Text passage:
-*-*-

The Board of Directors does not know of any other matters that may come before the Annual Meeting. However, if any other matters are properly presented to the Annual Meeting, it is the intention of the persons named in the accompanying proxy to vote, or otherwise act, in accordance with their judgment on such matters.

 

All costs of solicitation of proxies will be borne by the Company. In addition to solicitations by mail, the Company’s directors, officers and employees, without additional remuneration, may solicit proxies by telephone, telegraph and personal interviews, and the Company reserves the right to retain outside agencies for the purpose of soliciting proxies. Brokers, custodians and fiduciaries will be requested to forward proxy soliciting material to the owners of stock held in their names, and, as required by law, the Company will reimburse them for their out-of-pocket expenses in this regard.

 

STOCKHOLDER PROPOSALS FOR 2005 ANNUAL MEETING

 

To be considered for inclusion in the proxy statement for the 2005 Annual Meeting of stockholders, stockholder proposals, including director nominations, must be submitted to the Secretary of the Company at its principal executive offices at 10 Technology Drive, Wallingford, CT 06492 no later than the close of business on December 15, 2004.

 

If a stockholder of the Company wishes to present a proposal, including director nominations, directly at the 2005 Annual Meeting, but does not wish to have the proposal considered for inclusion in the proxy statement, such stockholder must also give written notice to the Secretary of the Company at the address noted above. The Secretary must receive such notice not less than 60 days nor more than 90 days prior to the first anniversary of the 2004 Annual Meeting; provided that, in the event the date of the 2005 Annual Meeting is advanced by more than 20 days, or delayed by more than 60 days, from the first anniversary of the 2004 Annual Meeting, notice by the stockholder must be received not earlier than the 90th day prior to the 2005 Annual Meeting and not later than the close of business on the later of (i) the 60th day prior to the 2005 Annual Meeting and (ii) the 10th day following the date on which such notice of the date of the meeting was mailed or such public disclosure was made, whichever occurs first. If a stockholder fails to provide timely notice of a proposal to be presented at the 2005 Annual Meeting, the proxies designated by the Board of Directors of the Company will have discretionary authority to vote on any such proposal. The Company reserves the right to reject, rule out of order, or take other appropriate action with respect to any proposal that does not comply with these and other applicable requirements.

-*-*-

Goal of the exercise: Continue the proxy statement text above, starting right after its final sentence.

-*-*-

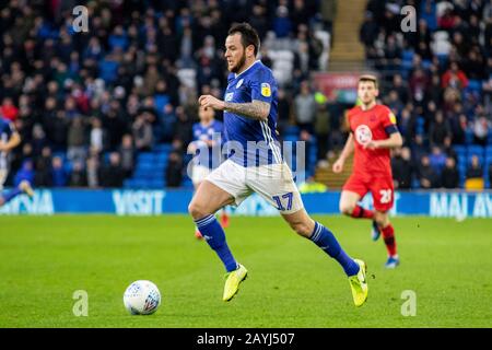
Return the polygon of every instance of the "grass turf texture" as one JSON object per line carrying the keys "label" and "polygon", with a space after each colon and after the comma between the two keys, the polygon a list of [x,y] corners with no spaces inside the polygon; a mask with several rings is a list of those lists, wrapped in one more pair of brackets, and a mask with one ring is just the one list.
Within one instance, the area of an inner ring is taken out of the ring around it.
{"label": "grass turf texture", "polygon": [[[385,270],[370,221],[315,219],[367,262],[361,308],[338,264],[280,218],[232,218],[227,241],[249,278],[224,303],[222,264],[187,217],[1,217],[0,327],[492,326],[492,220],[394,219],[402,264]],[[161,290],[154,315],[124,308],[138,279]],[[75,290],[89,293],[87,317],[72,313]],[[405,290],[415,316],[401,315]]]}

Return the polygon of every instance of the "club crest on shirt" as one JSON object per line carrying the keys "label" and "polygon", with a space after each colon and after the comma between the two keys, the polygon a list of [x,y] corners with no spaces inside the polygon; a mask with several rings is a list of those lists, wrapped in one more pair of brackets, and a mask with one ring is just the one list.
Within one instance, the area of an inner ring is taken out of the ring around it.
{"label": "club crest on shirt", "polygon": [[271,89],[269,83],[261,83],[261,95],[265,97],[271,96]]}
{"label": "club crest on shirt", "polygon": [[367,144],[373,140],[373,132],[366,125],[360,125],[355,129],[355,140],[362,145]]}
{"label": "club crest on shirt", "polygon": [[393,124],[396,124],[396,116],[393,112],[389,114],[389,121],[391,121]]}

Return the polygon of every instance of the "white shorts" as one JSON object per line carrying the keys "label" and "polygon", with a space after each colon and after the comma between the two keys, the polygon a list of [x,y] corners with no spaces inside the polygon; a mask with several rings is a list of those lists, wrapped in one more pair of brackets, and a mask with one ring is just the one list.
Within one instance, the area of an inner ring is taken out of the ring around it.
{"label": "white shorts", "polygon": [[5,184],[9,172],[5,168],[0,168],[0,189],[3,189],[3,184]]}
{"label": "white shorts", "polygon": [[245,167],[227,160],[207,180],[231,194],[236,206],[257,192],[283,214],[304,208],[292,172],[285,163]]}
{"label": "white shorts", "polygon": [[197,185],[204,180],[211,172],[212,170],[207,166],[194,165],[191,168],[191,182],[194,183],[194,186],[197,187]]}

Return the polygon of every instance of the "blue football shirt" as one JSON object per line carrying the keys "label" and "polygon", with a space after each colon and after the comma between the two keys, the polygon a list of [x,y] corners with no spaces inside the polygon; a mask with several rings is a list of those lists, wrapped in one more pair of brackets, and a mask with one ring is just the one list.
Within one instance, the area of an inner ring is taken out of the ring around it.
{"label": "blue football shirt", "polygon": [[231,103],[251,103],[254,100],[270,104],[267,120],[224,112],[224,141],[229,159],[242,166],[282,163],[276,133],[277,82],[272,71],[260,60],[239,74],[231,73],[224,96],[224,101]]}
{"label": "blue football shirt", "polygon": [[[0,141],[9,142],[14,131],[13,122],[0,116]],[[0,168],[7,168],[7,152],[0,152]]]}

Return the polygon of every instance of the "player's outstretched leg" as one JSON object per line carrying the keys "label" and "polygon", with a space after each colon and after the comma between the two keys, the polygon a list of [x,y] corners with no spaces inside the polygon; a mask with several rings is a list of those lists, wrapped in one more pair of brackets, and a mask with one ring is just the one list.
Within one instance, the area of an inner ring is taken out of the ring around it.
{"label": "player's outstretched leg", "polygon": [[225,241],[225,233],[214,213],[232,203],[234,198],[209,182],[203,182],[189,203],[188,211],[209,246],[216,253],[225,267],[225,285],[222,300],[229,302],[236,295],[239,284],[246,279],[246,268],[234,258]]}
{"label": "player's outstretched leg", "polygon": [[386,260],[385,267],[388,269],[394,269],[400,265],[400,258],[397,253],[396,240],[395,240],[395,229],[389,222],[388,213],[376,211],[375,218],[380,232],[383,233],[383,240],[388,250],[388,259]]}
{"label": "player's outstretched leg", "polygon": [[26,194],[30,197],[34,196],[33,188],[31,187],[30,183],[26,180],[22,180],[19,184],[17,188],[12,189],[10,192],[8,192],[5,195],[0,195],[0,207],[22,194]]}
{"label": "player's outstretched leg", "polygon": [[352,259],[342,249],[335,235],[323,224],[311,219],[304,209],[292,214],[282,214],[282,217],[297,234],[313,241],[321,250],[340,264],[349,277],[355,306],[363,305],[368,292],[365,262],[360,259]]}
{"label": "player's outstretched leg", "polygon": [[227,214],[227,212],[225,211],[225,208],[223,208],[222,210],[221,210],[221,225],[222,225],[222,228],[224,228],[224,229],[227,229],[229,228],[229,214]]}

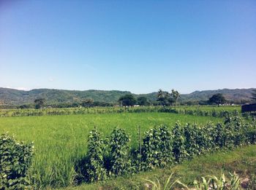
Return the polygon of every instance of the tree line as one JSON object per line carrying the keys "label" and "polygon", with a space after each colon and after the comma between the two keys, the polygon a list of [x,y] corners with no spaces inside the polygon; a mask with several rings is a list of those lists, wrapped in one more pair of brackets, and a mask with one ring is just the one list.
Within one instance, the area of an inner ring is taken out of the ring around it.
{"label": "tree line", "polygon": [[[56,104],[46,104],[45,98],[37,98],[34,100],[33,105],[22,105],[19,106],[20,108],[28,108],[34,107],[34,108],[42,108],[47,107],[53,108],[72,108],[72,107],[108,107],[108,106],[178,106],[178,105],[217,105],[219,106],[222,104],[232,102],[227,101],[225,97],[221,94],[217,93],[213,95],[207,100],[201,101],[181,101],[181,93],[178,90],[171,90],[167,92],[159,89],[156,95],[156,101],[150,101],[146,97],[140,96],[136,98],[132,94],[127,94],[121,96],[116,103],[99,102],[94,101],[92,98],[86,98],[80,102],[75,102],[72,103],[56,103]],[[252,93],[252,100],[256,103],[256,90]]]}

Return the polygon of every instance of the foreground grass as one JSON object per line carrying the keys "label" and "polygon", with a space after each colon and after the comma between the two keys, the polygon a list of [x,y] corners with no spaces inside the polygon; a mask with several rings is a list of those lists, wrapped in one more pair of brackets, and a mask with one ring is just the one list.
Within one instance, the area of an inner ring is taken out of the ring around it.
{"label": "foreground grass", "polygon": [[0,118],[0,133],[9,131],[18,140],[34,141],[33,179],[38,188],[55,188],[74,184],[75,163],[85,156],[88,135],[95,126],[105,136],[115,127],[124,129],[131,136],[130,146],[134,147],[138,143],[138,126],[143,132],[162,124],[171,127],[177,121],[182,124],[204,124],[222,120],[167,113],[4,117]]}
{"label": "foreground grass", "polygon": [[65,189],[144,189],[147,183],[144,179],[155,181],[157,178],[164,183],[172,173],[174,173],[174,178],[180,178],[183,183],[192,185],[195,179],[200,180],[201,176],[214,175],[219,177],[222,172],[229,176],[228,173],[234,171],[241,178],[256,176],[255,145],[197,157],[180,165],[140,173],[132,177],[119,177],[106,182],[83,184]]}

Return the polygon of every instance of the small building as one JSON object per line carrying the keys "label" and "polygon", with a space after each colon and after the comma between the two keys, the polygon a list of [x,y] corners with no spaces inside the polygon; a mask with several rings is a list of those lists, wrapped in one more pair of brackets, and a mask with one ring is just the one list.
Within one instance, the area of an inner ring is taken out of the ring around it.
{"label": "small building", "polygon": [[242,106],[242,113],[249,111],[256,111],[256,103]]}

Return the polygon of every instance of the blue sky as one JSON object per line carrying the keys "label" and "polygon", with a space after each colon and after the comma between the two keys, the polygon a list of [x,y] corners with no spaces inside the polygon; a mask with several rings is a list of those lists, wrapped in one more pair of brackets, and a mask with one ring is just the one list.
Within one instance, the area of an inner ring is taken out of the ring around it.
{"label": "blue sky", "polygon": [[0,1],[0,87],[256,87],[255,1]]}

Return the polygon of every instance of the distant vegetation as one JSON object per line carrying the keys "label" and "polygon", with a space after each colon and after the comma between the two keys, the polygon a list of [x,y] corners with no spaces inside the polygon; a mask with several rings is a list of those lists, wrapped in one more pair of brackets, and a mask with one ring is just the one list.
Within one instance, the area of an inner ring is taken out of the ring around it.
{"label": "distant vegetation", "polygon": [[[254,91],[255,90],[255,91]],[[34,101],[37,99],[44,98],[45,106],[56,108],[78,107],[82,106],[83,102],[86,100],[93,100],[93,103],[86,106],[113,106],[120,105],[118,100],[126,95],[132,95],[138,101],[138,104],[160,105],[171,104],[176,105],[176,102],[180,105],[206,105],[211,97],[215,94],[221,93],[227,100],[228,103],[241,104],[252,103],[253,93],[256,93],[256,89],[236,89],[236,90],[218,90],[195,91],[190,94],[178,95],[176,99],[173,96],[171,99],[163,102],[158,97],[159,92],[136,95],[128,91],[118,90],[64,90],[51,89],[35,89],[30,91],[18,90],[8,88],[0,88],[0,108],[34,108]],[[175,91],[175,90],[174,90]],[[178,92],[178,91],[177,91]],[[162,95],[167,95],[167,92],[162,91]],[[170,92],[167,95],[169,98],[171,95],[176,95],[176,92]],[[143,98],[141,98],[143,97]],[[145,99],[146,98],[146,102]],[[141,99],[143,98],[143,99]],[[145,103],[143,103],[145,102]]]}

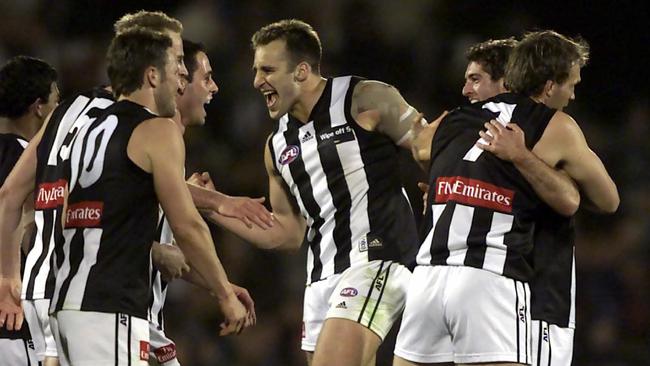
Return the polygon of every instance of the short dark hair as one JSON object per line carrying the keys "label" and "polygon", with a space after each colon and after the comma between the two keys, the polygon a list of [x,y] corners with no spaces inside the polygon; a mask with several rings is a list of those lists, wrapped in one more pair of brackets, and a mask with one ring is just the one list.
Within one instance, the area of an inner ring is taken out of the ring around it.
{"label": "short dark hair", "polygon": [[515,93],[539,95],[546,82],[563,83],[573,65],[583,67],[589,60],[589,45],[551,30],[524,35],[512,50],[506,67],[506,87]]}
{"label": "short dark hair", "polygon": [[188,39],[183,39],[183,62],[187,68],[187,82],[191,83],[194,79],[194,71],[198,69],[199,64],[196,60],[196,55],[199,52],[205,52],[205,46],[199,42],[192,42]]}
{"label": "short dark hair", "polygon": [[129,95],[142,87],[144,71],[154,66],[165,78],[167,49],[172,40],[164,33],[135,27],[117,34],[106,56],[108,78],[115,96]]}
{"label": "short dark hair", "polygon": [[293,66],[306,61],[317,73],[320,73],[320,61],[323,48],[318,33],[311,25],[298,19],[284,19],[265,25],[253,34],[253,49],[265,46],[277,39],[286,42]]}
{"label": "short dark hair", "polygon": [[517,41],[512,37],[477,43],[467,49],[467,61],[480,64],[490,78],[497,81],[505,75],[508,56],[515,45]]}
{"label": "short dark hair", "polygon": [[29,56],[16,56],[0,70],[0,116],[15,119],[37,100],[49,101],[56,70],[47,62]]}
{"label": "short dark hair", "polygon": [[162,11],[140,10],[136,13],[123,15],[113,24],[115,34],[122,33],[133,27],[148,28],[157,32],[183,32],[183,24]]}

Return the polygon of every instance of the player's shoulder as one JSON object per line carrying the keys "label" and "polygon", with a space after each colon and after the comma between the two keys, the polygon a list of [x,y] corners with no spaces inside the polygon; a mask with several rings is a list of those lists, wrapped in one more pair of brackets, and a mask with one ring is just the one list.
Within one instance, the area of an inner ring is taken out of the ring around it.
{"label": "player's shoulder", "polygon": [[397,90],[393,85],[371,79],[359,79],[354,86],[355,95],[386,93],[393,90]]}
{"label": "player's shoulder", "polygon": [[548,128],[556,131],[559,134],[582,133],[578,122],[576,122],[576,120],[569,114],[562,111],[556,111],[553,114],[553,117],[551,117],[551,120],[548,123],[547,129]]}
{"label": "player's shoulder", "polygon": [[0,133],[0,148],[4,151],[16,150],[22,152],[27,147],[27,140],[12,133]]}
{"label": "player's shoulder", "polygon": [[180,126],[170,118],[152,116],[140,122],[134,133],[144,135],[151,141],[165,142],[182,139]]}

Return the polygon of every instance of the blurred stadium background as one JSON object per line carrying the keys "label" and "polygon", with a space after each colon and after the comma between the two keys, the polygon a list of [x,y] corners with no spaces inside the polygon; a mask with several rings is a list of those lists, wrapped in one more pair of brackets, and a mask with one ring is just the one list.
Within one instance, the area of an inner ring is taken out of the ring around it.
{"label": "blurred stadium background", "polygon": [[[252,88],[249,39],[260,26],[295,17],[320,33],[323,73],[356,74],[397,86],[427,117],[466,103],[464,51],[488,38],[535,29],[582,35],[591,45],[573,115],[617,182],[617,214],[578,215],[578,325],[574,365],[650,365],[650,12],[646,1],[72,1],[0,2],[0,62],[41,57],[60,73],[63,97],[105,83],[112,23],[125,12],[162,10],[184,36],[209,49],[219,94],[202,128],[186,134],[187,170],[209,171],[228,194],[264,196],[269,120]],[[418,170],[404,162],[415,212]],[[258,325],[217,337],[219,315],[204,292],[171,285],[167,331],[184,365],[304,365],[299,351],[304,252],[267,252],[213,227],[233,282],[247,287]],[[378,365],[389,365],[392,344]]]}

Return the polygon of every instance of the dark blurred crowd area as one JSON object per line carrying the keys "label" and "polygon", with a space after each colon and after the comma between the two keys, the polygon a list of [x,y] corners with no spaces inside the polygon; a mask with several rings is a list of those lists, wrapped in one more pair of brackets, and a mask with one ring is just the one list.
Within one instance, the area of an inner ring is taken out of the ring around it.
{"label": "dark blurred crowd area", "polygon": [[[536,29],[581,35],[591,60],[566,111],[613,176],[621,205],[615,215],[578,215],[574,365],[650,365],[648,7],[644,1],[3,0],[0,62],[17,54],[43,58],[59,71],[66,97],[107,82],[104,55],[117,18],[139,9],[167,12],[182,21],[185,38],[207,46],[219,86],[206,125],[186,133],[187,171],[209,171],[227,194],[259,197],[268,193],[263,147],[274,127],[252,87],[249,39],[262,25],[309,22],[323,43],[324,75],[393,84],[428,119],[467,103],[461,87],[469,45]],[[406,153],[402,161],[420,212],[415,182],[423,175]],[[304,251],[262,251],[212,229],[229,277],[256,301],[258,324],[219,338],[215,301],[192,285],[172,283],[166,327],[181,363],[306,364],[299,350]],[[378,365],[391,362],[390,340]]]}

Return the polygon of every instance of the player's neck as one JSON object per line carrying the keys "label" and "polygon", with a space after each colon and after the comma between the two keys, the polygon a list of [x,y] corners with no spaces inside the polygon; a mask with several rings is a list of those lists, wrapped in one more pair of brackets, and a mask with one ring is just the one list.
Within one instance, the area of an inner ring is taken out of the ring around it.
{"label": "player's neck", "polygon": [[298,103],[291,110],[291,115],[302,123],[309,122],[311,111],[318,103],[321,95],[323,95],[326,85],[327,79],[320,75],[314,75],[313,78],[307,80],[303,85]]}
{"label": "player's neck", "polygon": [[156,100],[151,89],[138,89],[129,95],[120,95],[118,101],[128,100],[147,108],[151,113],[158,114]]}
{"label": "player's neck", "polygon": [[11,133],[18,135],[29,141],[36,135],[41,127],[41,121],[38,118],[25,115],[16,119],[0,119],[0,133]]}

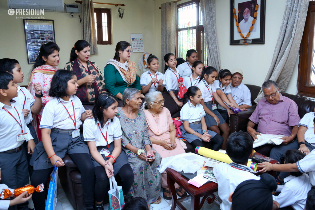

-*-*-

Answer below:
 

By Order of the Board of Directors,

 

John A. Glidden

Secretary

 

April 15, 2004

 

THE BOARD OF DIRECTORS HOPES THAT STOCKHOLDERS WILL ATTEND THE MEETING. WHETHER OR NOT YOU PLAN TO ATTEND, YOU ARE URGED TO COMPLETE, DATE, SIGN AND RETURN THE ENCLOSED PROXY IN THE ACCOMPANYING ENVELOPE. STOCKHOLDERS WHO ATTEND THE MEETING MAY VOTE THEIR STOCK PERSONALLY EVEN IF THEY HAVE SENT IN THEIR PROXIES.

 

19


APPENDIX A

 

DISTRIBUTED ENERGY SYSTEMS CORP.

 

RESTATED AUDIT COMMITTEE CHARTER

 

A. Purpose

 

The purpose of the Audit Committee is to provide independent and objective oversight of the Company’s accounting functions and internal controls, and to monitor the objectivity of the Company’s financial statements.

 

The Audit Committee will assist Board oversight of (1) the integrity of the Company’s financial statements and financial reporting process, (2) the Company’s compliance with legal and regulatory requirements, (3) the independent auditor’s qualifications and independence, and (4) the performance of the any internal audit function of the Company and independent auditors. In addition, the Audit Committee will prepare required reports and provide an open avenue of communication between the Company’s financial management, any internal auditors, independent auditors, and the Board of Directors.

 

B. Structure and Membership

 

1.    Number. The Audit Committee shall consist of at least three members of the Board of Directors.

 

2.    Independence. Except as otherwise permitted by the applicable NASDAQ rules, each member of the Audit Committee shall be independent as defined by NASDAQ rules, meet the criteria for independence set forth in Rule 10A¨3(b)(1) under the Exchange Act (subject to the exemptions provided in Rule 10A¨3(c)), and not have participated in the preparation of the financial statements of the Company or any current subsidiary of the Company at any time during the past three years.

 

3.    Financial Literacy. Each member of the Audit Committee must be able to read and understand fundamental financial statements, including the Company’s balance sheet, income statement, and cash flow statement, at the time of his or her appointment to the Audit Committee. In addition, at least one member must have past employment experience in finance or accounting, requisite professional certification in accounting, or any other comparable experience or background which results in the individual’s financial sophistication, including being or having been a chief executive officer, chief financial officer or other senior officer with financial oversight responsibilities. Unless otherwise determined by the Board of Directors (in which case disclosure of such determination shall be made in the Company’s annual report filed with the SEC), at least one member of the Audit Committee shall be an “audit committee financial expert” (as defined by applicable SEC rules).

 

4.    Chair. Unless the Board of Directors elects a Chair of the Audit Committee, the Audit Committee shall elect a Chair by majority vote.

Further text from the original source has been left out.